## What to work on
Rewrite the lines below, replacing "bounding boxes" with "box coordinates" and leaving everything else as it is.

* begin Material for the task *

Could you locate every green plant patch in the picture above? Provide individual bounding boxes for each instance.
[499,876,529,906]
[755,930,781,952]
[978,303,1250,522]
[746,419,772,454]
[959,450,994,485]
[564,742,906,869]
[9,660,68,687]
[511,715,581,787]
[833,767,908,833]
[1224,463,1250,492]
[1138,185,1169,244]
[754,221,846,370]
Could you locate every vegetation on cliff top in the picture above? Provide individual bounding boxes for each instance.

* end Material for the task *

## Expected answer
Could you locate every green plant patch in the picture above? Provide individual box coordinates for each instance.
[499,876,529,906]
[755,930,781,952]
[978,303,1250,522]
[746,419,772,454]
[959,450,994,485]
[564,742,906,869]
[9,660,68,687]
[511,715,581,787]
[833,767,908,833]
[1224,463,1250,492]
[1138,185,1169,244]
[754,221,846,370]
Could you locate every vegetation on cliff top in the picture above? Provide individual box coordinates for each instance.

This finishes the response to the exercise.